WHAT IS EXPECTED:
Rewrite the data below, replacing every occurrence of "one path per line" with "each path on its own line" and leaving everything else unchanged. Omit the pictures from your answer.
----
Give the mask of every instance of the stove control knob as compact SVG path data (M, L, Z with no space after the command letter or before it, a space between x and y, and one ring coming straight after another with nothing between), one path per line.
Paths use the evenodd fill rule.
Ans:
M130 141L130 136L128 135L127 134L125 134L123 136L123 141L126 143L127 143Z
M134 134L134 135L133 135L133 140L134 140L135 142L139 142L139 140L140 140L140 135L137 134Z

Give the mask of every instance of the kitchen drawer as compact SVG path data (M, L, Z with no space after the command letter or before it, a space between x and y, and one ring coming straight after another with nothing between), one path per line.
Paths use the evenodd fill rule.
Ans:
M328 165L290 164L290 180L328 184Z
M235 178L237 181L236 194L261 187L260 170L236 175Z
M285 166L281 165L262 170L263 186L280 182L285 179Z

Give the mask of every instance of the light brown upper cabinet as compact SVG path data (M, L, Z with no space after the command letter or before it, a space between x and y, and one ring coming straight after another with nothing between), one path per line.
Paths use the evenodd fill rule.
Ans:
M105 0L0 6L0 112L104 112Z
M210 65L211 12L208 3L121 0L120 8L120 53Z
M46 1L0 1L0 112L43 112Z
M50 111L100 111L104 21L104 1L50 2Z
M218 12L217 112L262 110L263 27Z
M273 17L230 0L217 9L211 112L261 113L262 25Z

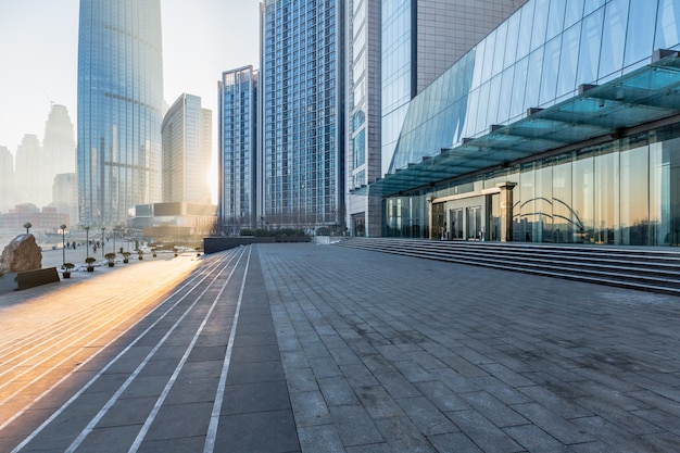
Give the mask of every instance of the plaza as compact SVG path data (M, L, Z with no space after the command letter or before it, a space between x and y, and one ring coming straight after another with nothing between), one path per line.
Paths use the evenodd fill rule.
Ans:
M108 322L124 300L143 305L126 329L106 330L109 342L67 348L83 365L65 366L51 390L10 400L26 379L3 385L3 451L680 444L676 297L311 243L114 269L0 294L7 376L18 369L8 372L13 344L39 341L37 330L85 312ZM160 278L168 282L152 288ZM135 297L142 287L148 297ZM103 302L74 293L92 288L122 299L95 315Z

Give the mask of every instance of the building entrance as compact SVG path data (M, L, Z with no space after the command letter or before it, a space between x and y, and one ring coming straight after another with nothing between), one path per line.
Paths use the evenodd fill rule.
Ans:
M468 241L483 240L484 226L481 221L481 206L466 207L467 228L465 231Z

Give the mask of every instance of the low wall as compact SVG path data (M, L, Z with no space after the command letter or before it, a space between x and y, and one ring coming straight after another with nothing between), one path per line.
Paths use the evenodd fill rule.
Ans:
M205 253L216 253L223 250L234 249L235 247L248 246L251 243L272 243L276 242L276 238L273 237L210 237L203 238L203 251Z
M46 267L43 269L10 272L0 277L0 291L18 291L34 288L41 285L60 281L56 267Z

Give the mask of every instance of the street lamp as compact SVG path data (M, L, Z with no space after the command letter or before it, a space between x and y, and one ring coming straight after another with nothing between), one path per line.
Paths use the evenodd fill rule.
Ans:
M90 227L85 227L85 260L90 256Z
M61 224L62 229L62 265L66 264L66 225Z

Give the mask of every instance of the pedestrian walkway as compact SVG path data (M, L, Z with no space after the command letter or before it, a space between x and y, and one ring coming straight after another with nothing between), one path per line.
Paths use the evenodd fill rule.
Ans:
M45 394L25 391L23 406L0 388L0 451L680 445L679 298L311 243L184 260L163 294L128 295L143 309L109 328L118 337L65 349L99 351L72 364L77 373ZM96 272L87 285L137 288L182 262L173 263ZM85 323L46 302L68 306L84 285L18 291L12 303L0 294L0 353L50 328L63 335L59 323L78 314ZM8 364L0 374L16 373ZM32 394L43 397L21 412Z

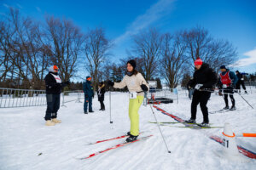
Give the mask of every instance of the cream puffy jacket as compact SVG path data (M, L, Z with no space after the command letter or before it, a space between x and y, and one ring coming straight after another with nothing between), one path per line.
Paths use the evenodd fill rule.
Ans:
M143 96L144 93L141 88L142 84L145 84L149 89L148 84L141 73L129 76L125 75L120 82L114 82L114 88L123 88L127 86L129 92L137 92L137 95Z

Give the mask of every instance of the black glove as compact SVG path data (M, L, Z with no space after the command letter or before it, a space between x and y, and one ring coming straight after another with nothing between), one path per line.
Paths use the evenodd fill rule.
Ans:
M70 82L69 82L69 80L68 80L68 81L67 81L65 83L66 83L67 85L69 85L69 84L70 84Z
M108 81L108 83L109 86L113 86L113 84L114 84L113 82L112 82L112 81L110 81L110 80Z
M148 87L145 84L142 84L141 88L144 92L147 92L148 90Z
M218 95L219 95L219 96L223 96L223 94L222 94L222 93L221 93L221 90L218 91Z
M203 85L202 87L201 87L199 89L200 90L204 90L206 88L205 88L205 86Z

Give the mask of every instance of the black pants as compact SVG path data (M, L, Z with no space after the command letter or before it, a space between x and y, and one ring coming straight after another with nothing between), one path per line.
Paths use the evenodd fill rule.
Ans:
M231 89L224 89L224 101L226 104L226 106L229 106L229 99L228 99L228 95L230 95L230 98L231 99L232 102L232 106L235 106L236 101L233 96L234 91L233 88Z
M198 104L200 104L201 110L203 114L204 122L207 123L209 122L208 108L207 105L210 97L210 92L200 92L198 90L195 91L191 103L191 119L196 119L197 105Z
M102 99L99 99L100 103L101 103L101 109L105 110L105 105L104 105L104 100Z
M46 94L47 109L44 117L45 121L57 117L57 112L60 109L60 94Z
M239 91L240 91L240 89L241 89L241 87L242 87L242 88L244 89L244 90L246 90L247 88L246 88L246 87L245 87L245 85L244 85L244 82L243 81L238 81L237 82L237 83L236 84L236 89L239 89Z

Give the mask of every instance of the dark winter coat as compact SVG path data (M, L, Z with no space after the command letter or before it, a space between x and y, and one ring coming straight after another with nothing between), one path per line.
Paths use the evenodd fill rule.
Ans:
M60 94L61 93L61 83L58 83L52 74L58 75L58 73L49 72L44 78L46 94Z
M242 78L242 75L241 75L240 72L238 72L238 73L236 74L236 76L237 76L237 78L238 78L238 81L241 81L241 79Z
M188 86L195 88L196 84L203 84L201 88L212 88L218 82L217 75L209 67L208 64L203 63L199 70L193 75L193 79L189 81Z
M88 96L88 98L94 97L93 87L92 87L91 82L86 81L85 82L84 82L83 83L83 90L84 90L84 95Z
M103 85L102 88L99 88L97 91L98 94L98 100L99 101L104 101L104 97L105 97L105 86Z
M221 74L221 75L225 75L226 72L228 72L228 71L230 71L229 69L227 69L226 71L222 72L222 73L220 73L220 74ZM231 80L231 83L232 83L233 85L236 85L236 84L237 83L237 82L238 82L238 78L237 78L236 75L235 74L235 72L230 71L230 72L229 72L229 76L230 76L230 79ZM222 84L222 82L221 82L220 78L218 79L218 86L219 88L223 88L223 84Z

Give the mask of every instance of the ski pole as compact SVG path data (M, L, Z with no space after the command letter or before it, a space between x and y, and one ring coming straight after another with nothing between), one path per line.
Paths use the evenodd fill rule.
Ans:
M166 144L166 149L167 149L167 151L168 151L168 153L171 153L170 150L168 149L168 146L167 146L167 144L166 144L166 139L165 139L165 138L164 138L164 135L163 135L163 133L162 133L162 131L161 131L161 128L160 128L160 126L159 126L159 123L158 123L158 121L157 121L156 116L155 116L155 115L154 115L154 110L153 110L153 109L152 109L152 106L151 106L150 104L149 104L149 105L150 105L151 110L152 110L152 113L153 113L153 115L154 115L155 122L156 122L156 124L157 124L157 126L158 126L158 128L159 128L159 130L160 130L160 133L161 133L161 136L162 136L162 139L163 139L164 143L165 143L165 144Z
M109 87L109 119L110 124L113 123L112 117L111 117L111 88Z
M241 94L238 94L243 99L243 100L245 100L253 109L253 107L241 95Z

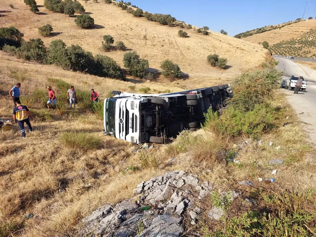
----
RESPONSE:
Give the mask of every instance of the stove control knob as compact SVG path data (M, L, Z with no space after the command letter or before it, a space between x and y, and one ring coming straight after another with nothing between), each path on its own line.
Paths use the evenodd fill rule.
Ans:
M130 141L130 136L128 135L127 134L125 134L123 136L123 141L126 143L127 143Z
M134 134L134 135L133 135L133 140L134 140L135 142L139 142L139 140L140 140L140 135L137 134Z

Give the mask of every instance of the kitchen drawer as compact SVG path data (M, L, Z with no space after the command letter or before it, a space between x and y, and one ring coming straight after another with nothing between), each path on its own line.
Paths use the evenodd fill rule.
Ans:
M328 165L290 164L290 180L328 184Z
M235 178L237 181L236 194L261 187L260 170L236 175Z
M285 166L281 165L262 170L263 186L280 182L285 179Z

Give the mask of every instance of the light brown upper cabinet as compact SVG path data (M, L, Z with no space after the command letter or before it, a space between x and y, and one ring coming straight after another with nothing between), each path on its own line.
Paths use the evenodd fill rule.
Ans:
M105 0L0 6L0 112L104 112Z
M210 65L211 12L208 3L121 0L120 8L120 53Z
M46 1L0 1L0 112L43 112Z
M50 111L100 111L104 21L104 1L50 2Z
M218 12L217 112L262 110L263 27Z
M273 17L230 0L217 9L211 112L261 113L262 25Z

Give the mask of every instance of the plaza as compact SVG path data (M, L, Z with no space after the command letter or before it, a space between x and y, and one ring coming straight after another with nothing between), each path on its own line.
Paths use the evenodd fill rule.
Ans:
M108 322L124 300L143 305L126 329L106 330L109 342L67 348L83 365L65 366L51 390L10 400L26 379L3 385L3 451L680 444L676 297L311 243L114 269L0 294L7 376L18 369L8 372L13 344L39 341L37 330L85 312ZM160 278L168 282L152 288ZM135 297L142 287L148 297ZM103 302L74 293L92 288L122 299L95 315Z

Give the mask of every instance of the building entrance as compact SVG path data (M, L, Z with no space after the command letter or before it, a space between x and y, and one ring coming straight after another with nothing between), each path on its own line.
Paths use the evenodd fill rule.
Ans:
M468 241L483 240L484 226L481 221L481 206L466 207L467 228L465 231Z

Give the mask of every instance of the low wall as compact SVG path data (M, L, Z with no space after the command letter or before it, a space between x and y, and one ring coming straight after another with nothing between), each path on its own line.
Paths use the evenodd fill rule.
Ans:
M205 253L216 253L223 250L234 249L235 247L248 246L251 243L272 243L276 242L276 238L273 237L210 237L203 238L203 251Z
M46 267L43 269L10 272L0 277L0 291L18 291L34 288L41 285L60 281L56 267Z

Give the mask of every instance of the street lamp as compact SVG path data (M, L, Z with no space after the command letter or before it, a space between x and y, and one ring coming straight after another with nothing between), each path on its own line.
Paths use the evenodd fill rule.
Ans:
M90 227L85 227L85 260L90 256Z
M61 224L62 229L62 265L66 264L66 225Z

Give the mask of every instance of the pedestrian walkway as compact SVG path data (M, L, Z with no space after the command letter or before it, a space between x and y, and one ring coming straight after another with nothing between), each path on its own line.
Paths use the evenodd fill rule.
Ans:
M45 394L25 391L23 406L0 388L0 451L680 445L679 298L311 243L184 260L163 294L128 295L143 309L109 328L118 337L65 349L99 351L72 364L77 373ZM96 272L87 285L137 288L182 262L173 263ZM85 323L46 302L68 306L84 285L18 291L12 303L0 294L0 353L50 328L63 335L59 323L78 314ZM8 364L0 374L16 373ZM32 394L43 397L21 412Z

Give the mask of every instance of the cream puffy jacket as compact SVG path data (M, L, Z with no space after the command letter or before it, a space between x and y, and one ring coming straight after another with nothing between), each path on its own line.
Paths use the evenodd fill rule.
Ans:
M143 96L144 93L141 88L142 84L145 84L149 89L148 84L141 73L129 76L125 75L120 82L114 82L114 88L123 88L127 86L129 92L137 92L137 95Z

Give the mask of every instance of the black glove as compact SVG path data (M, L, Z with no space after the command letter or before it, a space between x and y, and one ring coming straight after another with nothing between), each path on its own line.
Paths use the evenodd fill rule.
Ans:
M70 82L69 82L69 80L68 80L68 81L67 81L65 83L66 83L67 85L69 85L69 84L70 84Z
M108 81L108 83L109 86L113 86L113 84L114 84L113 82L112 82L112 81L110 81L110 80Z
M148 87L145 84L142 84L141 88L144 92L147 92L148 90Z
M218 95L219 95L219 96L223 96L223 94L222 94L222 93L221 93L221 90L218 91Z
M203 85L202 87L201 87L199 89L200 90L204 90L206 88L205 88L205 86Z

Give the mask of every instance of the black pants as compact SVG path data (M, L, Z with no space after the command letter or before it, a space between x and y, and one ring coming straight after another with nothing between), each path on its own line.
Paths use the evenodd fill rule.
Ans:
M231 89L224 89L224 101L226 104L226 106L229 106L229 99L228 99L228 95L230 95L230 98L231 99L232 102L232 106L235 106L236 101L233 96L234 91L233 88Z
M198 104L200 104L201 110L203 114L204 122L207 123L209 122L208 108L207 105L210 97L210 92L200 92L198 90L195 91L191 103L191 119L196 119L197 105Z
M102 99L99 99L100 103L101 103L101 109L105 110L105 105L104 105L104 100Z
M46 94L47 109L44 117L45 121L57 117L57 112L60 109L60 94Z
M239 91L240 91L240 89L241 89L241 87L242 87L242 88L244 89L244 90L246 90L247 88L246 88L246 87L245 87L245 85L244 85L244 82L243 81L238 81L237 82L237 83L236 84L236 89L239 89Z

Give the mask of every instance of the dark winter coat as compact SVG path data (M, L, Z with no space after the command letter or before it, a space between x and y, and one ring coming straight after another with nothing between), each path on its own line.
Paths use the evenodd fill rule.
Ans:
M60 94L61 93L61 83L58 83L52 74L58 75L58 73L49 72L44 78L46 94Z
M242 78L242 75L241 75L240 72L238 72L238 73L236 74L236 76L237 76L237 78L238 78L238 81L241 81L241 79Z
M188 86L195 88L196 84L203 84L201 88L212 88L218 82L217 75L209 67L208 64L203 63L199 70L193 75L193 79L189 81Z
M88 96L88 98L94 97L93 87L92 87L91 82L86 81L85 82L84 82L83 83L83 90L84 90L84 95Z
M103 85L102 88L99 88L97 91L98 94L98 100L99 101L104 101L104 97L105 97L105 86Z
M221 74L221 75L225 75L226 72L228 72L228 71L230 71L229 69L227 69L226 71L222 72L222 73L220 73L220 74ZM231 80L231 83L232 83L233 85L236 85L236 84L237 83L237 82L238 82L238 78L237 78L236 75L235 74L235 72L230 71L230 72L229 72L229 76L230 76L230 79ZM222 84L222 82L221 82L220 78L218 79L218 86L219 88L223 88L223 84Z

Give the mask of every instance of the ski pole as compact SVG path data (M, L, Z with no space after the command letter or before it, a space between x and y, and one ring coming straight after another with nothing between), each path on its own line.
Paths use the evenodd fill rule.
Ans:
M166 144L166 149L167 149L167 151L168 151L168 153L171 153L170 150L168 149L168 146L167 146L167 144L166 144L166 139L165 139L165 138L164 138L164 135L163 135L163 133L162 133L162 131L161 131L161 128L160 128L160 126L159 126L159 123L158 123L158 121L157 121L156 116L155 116L155 115L154 115L154 110L153 110L153 109L152 109L152 106L151 106L150 104L149 104L149 105L150 105L151 110L152 110L152 113L153 113L153 115L154 115L155 122L156 122L156 124L157 124L157 126L158 126L158 128L159 128L159 130L160 130L160 133L161 133L161 136L162 136L162 139L163 139L164 143L165 143L165 144Z
M109 87L109 119L110 124L113 123L112 117L111 117L111 88Z
M241 94L238 94L243 99L243 100L245 100L253 109L253 107L241 95Z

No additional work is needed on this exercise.